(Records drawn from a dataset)
------

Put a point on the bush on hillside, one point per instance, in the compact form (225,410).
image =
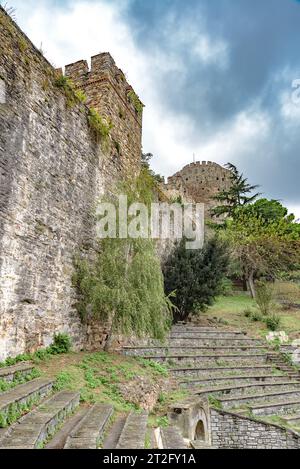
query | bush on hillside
(195,276)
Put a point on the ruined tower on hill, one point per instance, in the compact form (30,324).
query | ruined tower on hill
(200,182)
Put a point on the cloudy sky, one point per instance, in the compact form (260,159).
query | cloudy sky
(215,75)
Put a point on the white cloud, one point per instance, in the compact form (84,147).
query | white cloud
(86,28)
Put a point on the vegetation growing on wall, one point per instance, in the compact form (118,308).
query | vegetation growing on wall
(99,125)
(135,100)
(124,284)
(73,96)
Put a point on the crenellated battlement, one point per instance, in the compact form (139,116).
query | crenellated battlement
(108,91)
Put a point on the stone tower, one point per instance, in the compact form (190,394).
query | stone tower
(200,182)
(107,90)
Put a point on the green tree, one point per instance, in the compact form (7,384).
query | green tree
(123,285)
(195,276)
(271,210)
(240,193)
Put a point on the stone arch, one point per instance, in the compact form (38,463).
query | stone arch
(200,434)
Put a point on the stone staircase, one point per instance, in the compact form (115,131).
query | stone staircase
(231,371)
(33,416)
(234,372)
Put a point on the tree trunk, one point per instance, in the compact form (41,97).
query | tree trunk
(251,284)
(108,347)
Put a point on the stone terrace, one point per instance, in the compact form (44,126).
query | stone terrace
(241,378)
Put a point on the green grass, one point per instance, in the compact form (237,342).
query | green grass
(231,310)
(99,376)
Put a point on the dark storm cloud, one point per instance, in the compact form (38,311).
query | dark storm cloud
(263,38)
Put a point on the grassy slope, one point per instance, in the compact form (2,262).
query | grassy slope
(231,309)
(98,376)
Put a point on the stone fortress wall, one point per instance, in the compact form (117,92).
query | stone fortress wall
(52,172)
(107,90)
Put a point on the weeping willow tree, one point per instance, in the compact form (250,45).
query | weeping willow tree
(124,284)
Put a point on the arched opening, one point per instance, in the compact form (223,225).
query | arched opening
(200,431)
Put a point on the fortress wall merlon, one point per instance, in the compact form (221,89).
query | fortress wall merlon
(108,91)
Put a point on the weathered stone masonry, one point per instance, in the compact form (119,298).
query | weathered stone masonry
(109,93)
(232,431)
(200,182)
(52,172)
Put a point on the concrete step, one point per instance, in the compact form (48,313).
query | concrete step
(33,430)
(258,399)
(217,330)
(113,436)
(293,419)
(60,438)
(191,350)
(276,407)
(220,371)
(15,402)
(235,380)
(249,389)
(89,431)
(171,438)
(134,432)
(198,444)
(207,335)
(214,359)
(10,373)
(209,342)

------

_Exercise description_: Return every entry word for word, but drop any pictures.

_Written solution_:
Put a point on the bush on hillside, one point per instance, in the compact form (225,410).
image =
query | bush on hillside
(195,276)
Put a point on the ruined tower on hill, one point per instance, in the compact form (30,324).
query | ruined tower on hill
(200,182)
Put a point on the cloudy sky, one point per instance, in the compact form (260,159).
query | cloudy sky
(215,75)
Put a point on the white cloud, one point per instance, in the compact form (84,147).
query | white cloud
(86,28)
Put a point on the vegetation growing on wall, one point per instance, in the compact form (118,308).
query | vegetation growing on wall
(99,125)
(135,100)
(124,284)
(73,96)
Put a point on the crenellated battlement, one point per instance, in the compact form (139,116).
query | crenellated battlement
(108,91)
Put a point on the stone tower, one point per instance, in the compact form (190,394).
query | stone tower
(200,182)
(107,90)
Put a point on the green tree, one point per instance, in the compact form (7,384).
query | green tree
(123,285)
(195,276)
(271,210)
(240,193)
Put a point on the stone arch, one point per instance, in the compact form (38,463).
query | stone arch
(200,434)
Put a point on the stone staircase, one point per instance, in the compact form (115,131).
query | stone staircase
(231,371)
(33,416)
(234,372)
Put a point on the tree trunk, one point per instance, in the compact form (41,97).
query | tree trunk
(251,284)
(108,347)
Put a point on the stone terrace, one point per instance, in the compact form (44,126).
query | stone terrace
(241,378)
Put a point on the green grass, one point per instance, in the compact form (237,342).
query | green grass
(231,310)
(99,376)
Put a point on the dark storm cloud, one point per instance, in the compact form (38,311).
query | dark storm cloud
(263,38)
Put a point on the grassy slope, one point per instance, in the compact form (2,262).
query | grassy slope
(231,309)
(98,376)
Put a point on the stone fortress wall, one point per instance, in the compact form (117,92).
query | stone fortress wall
(52,172)
(107,90)
Put a point on the weeping willow tree, one point per instance, in the compact form (250,45).
query | weeping willow tree
(124,284)
Put a point on the arched opening, one point per instance, in the compact form (223,225).
query | arched opening
(200,431)
Put a point on the fortress wall merlon, one point per instance, in the compact form (221,89).
query | fortress wall merlon
(108,91)
Put a point on the weathered stone masonry, one point per instance, in the compact form (119,298).
query | weathered stone masonry
(109,93)
(232,431)
(200,182)
(52,172)
Put a point on the concrete step, one point per instance, in the compact form (48,313).
query | concrete step
(33,430)
(258,399)
(217,330)
(113,436)
(293,419)
(60,438)
(191,350)
(276,407)
(220,371)
(15,402)
(235,380)
(249,389)
(89,431)
(171,438)
(134,432)
(198,444)
(207,335)
(214,359)
(10,373)
(209,342)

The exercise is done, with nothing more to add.